[RECORD EXTRACTS — start]

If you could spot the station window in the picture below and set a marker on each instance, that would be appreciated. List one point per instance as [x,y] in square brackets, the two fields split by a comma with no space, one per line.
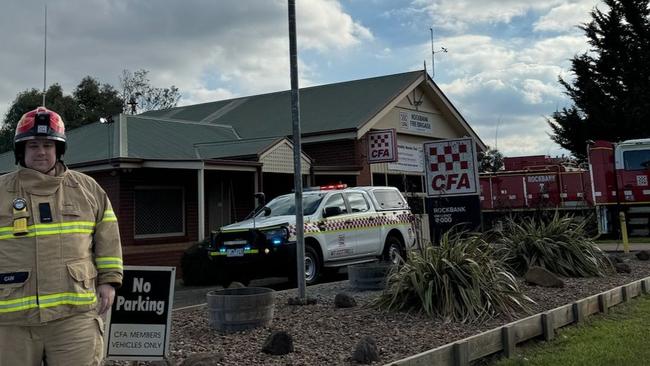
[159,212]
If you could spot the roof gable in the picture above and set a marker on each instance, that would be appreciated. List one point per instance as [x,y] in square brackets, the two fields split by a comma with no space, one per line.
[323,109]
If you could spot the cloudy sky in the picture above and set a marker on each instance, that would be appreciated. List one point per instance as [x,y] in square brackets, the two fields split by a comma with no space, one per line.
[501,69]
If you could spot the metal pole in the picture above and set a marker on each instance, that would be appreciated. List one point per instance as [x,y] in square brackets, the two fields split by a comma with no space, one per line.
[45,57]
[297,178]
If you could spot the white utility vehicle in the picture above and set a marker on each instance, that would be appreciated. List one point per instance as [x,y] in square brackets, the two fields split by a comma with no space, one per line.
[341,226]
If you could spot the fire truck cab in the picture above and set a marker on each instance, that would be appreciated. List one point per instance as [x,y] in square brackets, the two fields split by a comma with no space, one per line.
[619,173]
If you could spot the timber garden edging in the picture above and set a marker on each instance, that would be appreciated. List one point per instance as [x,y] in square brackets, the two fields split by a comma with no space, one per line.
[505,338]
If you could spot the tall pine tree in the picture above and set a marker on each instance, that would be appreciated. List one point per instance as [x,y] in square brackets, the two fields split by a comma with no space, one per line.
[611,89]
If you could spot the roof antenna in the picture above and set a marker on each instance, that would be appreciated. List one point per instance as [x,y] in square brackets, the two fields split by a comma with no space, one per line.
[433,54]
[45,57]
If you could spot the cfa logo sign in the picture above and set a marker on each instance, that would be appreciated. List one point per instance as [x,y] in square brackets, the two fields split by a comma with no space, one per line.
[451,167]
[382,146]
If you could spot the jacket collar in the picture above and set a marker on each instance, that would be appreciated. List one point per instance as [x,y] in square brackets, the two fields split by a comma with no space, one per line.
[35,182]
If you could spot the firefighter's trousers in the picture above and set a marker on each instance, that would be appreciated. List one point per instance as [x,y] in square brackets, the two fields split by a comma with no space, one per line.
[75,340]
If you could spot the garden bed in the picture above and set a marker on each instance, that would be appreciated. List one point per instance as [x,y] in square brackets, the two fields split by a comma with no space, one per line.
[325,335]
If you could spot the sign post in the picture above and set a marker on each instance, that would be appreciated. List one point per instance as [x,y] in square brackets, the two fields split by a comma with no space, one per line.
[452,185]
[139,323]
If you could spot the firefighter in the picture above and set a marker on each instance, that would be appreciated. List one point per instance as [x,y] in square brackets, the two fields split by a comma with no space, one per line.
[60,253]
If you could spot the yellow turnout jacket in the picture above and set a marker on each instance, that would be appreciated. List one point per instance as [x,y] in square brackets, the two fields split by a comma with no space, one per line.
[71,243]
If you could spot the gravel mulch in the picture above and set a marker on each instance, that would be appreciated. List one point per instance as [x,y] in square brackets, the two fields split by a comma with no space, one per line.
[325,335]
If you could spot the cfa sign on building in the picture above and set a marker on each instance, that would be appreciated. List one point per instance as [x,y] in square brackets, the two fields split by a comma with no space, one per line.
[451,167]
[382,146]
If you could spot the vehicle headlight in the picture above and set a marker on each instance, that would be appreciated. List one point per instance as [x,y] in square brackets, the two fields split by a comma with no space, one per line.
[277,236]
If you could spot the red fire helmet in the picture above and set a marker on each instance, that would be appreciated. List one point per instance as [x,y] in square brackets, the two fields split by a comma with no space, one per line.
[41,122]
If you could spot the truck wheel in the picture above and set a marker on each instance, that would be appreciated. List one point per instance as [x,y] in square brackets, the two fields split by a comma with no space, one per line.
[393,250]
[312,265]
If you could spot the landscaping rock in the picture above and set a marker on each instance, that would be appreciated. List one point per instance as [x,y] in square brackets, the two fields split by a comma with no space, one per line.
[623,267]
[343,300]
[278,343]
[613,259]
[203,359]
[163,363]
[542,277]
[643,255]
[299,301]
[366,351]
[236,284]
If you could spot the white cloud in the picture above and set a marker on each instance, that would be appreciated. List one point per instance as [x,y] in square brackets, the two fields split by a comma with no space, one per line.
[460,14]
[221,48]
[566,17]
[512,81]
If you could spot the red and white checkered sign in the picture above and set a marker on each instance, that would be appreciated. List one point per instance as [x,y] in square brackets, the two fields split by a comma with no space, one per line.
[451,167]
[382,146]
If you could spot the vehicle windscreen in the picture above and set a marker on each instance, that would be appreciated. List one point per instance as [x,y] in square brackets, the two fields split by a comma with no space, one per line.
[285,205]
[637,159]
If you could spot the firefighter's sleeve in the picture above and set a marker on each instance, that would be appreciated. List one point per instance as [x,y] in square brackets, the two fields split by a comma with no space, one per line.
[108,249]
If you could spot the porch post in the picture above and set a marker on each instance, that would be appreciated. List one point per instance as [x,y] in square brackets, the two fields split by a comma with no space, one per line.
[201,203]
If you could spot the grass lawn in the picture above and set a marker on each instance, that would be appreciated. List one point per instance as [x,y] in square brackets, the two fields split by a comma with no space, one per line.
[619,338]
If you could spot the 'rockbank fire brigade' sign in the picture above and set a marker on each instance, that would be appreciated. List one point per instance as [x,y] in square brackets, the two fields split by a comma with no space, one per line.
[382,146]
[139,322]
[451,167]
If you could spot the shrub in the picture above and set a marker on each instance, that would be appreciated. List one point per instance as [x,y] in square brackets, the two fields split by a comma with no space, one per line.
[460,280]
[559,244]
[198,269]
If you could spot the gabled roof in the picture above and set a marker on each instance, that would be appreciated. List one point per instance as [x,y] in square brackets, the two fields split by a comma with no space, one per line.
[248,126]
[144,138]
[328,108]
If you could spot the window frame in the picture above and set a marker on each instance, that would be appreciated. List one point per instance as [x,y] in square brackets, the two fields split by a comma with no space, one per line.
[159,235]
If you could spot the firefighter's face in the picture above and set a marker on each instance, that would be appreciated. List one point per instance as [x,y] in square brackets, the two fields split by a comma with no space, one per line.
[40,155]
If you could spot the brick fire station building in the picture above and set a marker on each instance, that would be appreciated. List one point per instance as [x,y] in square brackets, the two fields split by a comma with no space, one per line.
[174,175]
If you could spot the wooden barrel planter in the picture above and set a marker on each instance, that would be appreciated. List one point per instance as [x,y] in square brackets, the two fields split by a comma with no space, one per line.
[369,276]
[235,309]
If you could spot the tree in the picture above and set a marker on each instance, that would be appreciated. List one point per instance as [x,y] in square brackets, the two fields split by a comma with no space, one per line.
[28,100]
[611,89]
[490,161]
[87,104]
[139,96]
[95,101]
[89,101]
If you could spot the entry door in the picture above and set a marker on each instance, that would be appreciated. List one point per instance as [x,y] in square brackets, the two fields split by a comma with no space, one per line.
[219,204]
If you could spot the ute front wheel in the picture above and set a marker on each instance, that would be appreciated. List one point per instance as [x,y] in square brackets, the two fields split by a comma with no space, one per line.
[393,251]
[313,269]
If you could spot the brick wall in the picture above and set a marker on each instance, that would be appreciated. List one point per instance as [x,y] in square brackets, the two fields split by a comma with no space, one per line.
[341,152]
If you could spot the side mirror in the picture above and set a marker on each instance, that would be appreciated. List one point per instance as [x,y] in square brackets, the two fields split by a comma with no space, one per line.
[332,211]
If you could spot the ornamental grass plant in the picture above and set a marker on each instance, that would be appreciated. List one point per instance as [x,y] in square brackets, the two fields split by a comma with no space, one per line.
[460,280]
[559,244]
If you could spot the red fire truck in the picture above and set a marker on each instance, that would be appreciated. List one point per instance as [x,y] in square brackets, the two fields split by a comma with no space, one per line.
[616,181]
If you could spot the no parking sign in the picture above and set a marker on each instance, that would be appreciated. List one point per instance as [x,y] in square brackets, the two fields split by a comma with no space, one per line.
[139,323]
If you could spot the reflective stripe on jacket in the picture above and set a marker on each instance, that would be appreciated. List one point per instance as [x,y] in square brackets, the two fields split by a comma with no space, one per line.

[RECORD EXTRACTS — finish]

[WORK ORDER] Produce an exact copy of each line from the one holding "If you could spot the no" through the last line of the records, both included, and nothing more.

[EXERCISE SOLUTION]
If you could spot the no parking sign in the picture above and set a marker on each instance, that would be appreciated. List one point per instance as [x,y] in square brackets, the two fields split by a comma with no space, one per line.
[139,323]
If you could spot the reflective stripe on jacket in the picture above and set a marker on each instance, that would be appreciated. List one point per instance as [x,y] in square brackets, the two fields split by a comma with no space, one per line.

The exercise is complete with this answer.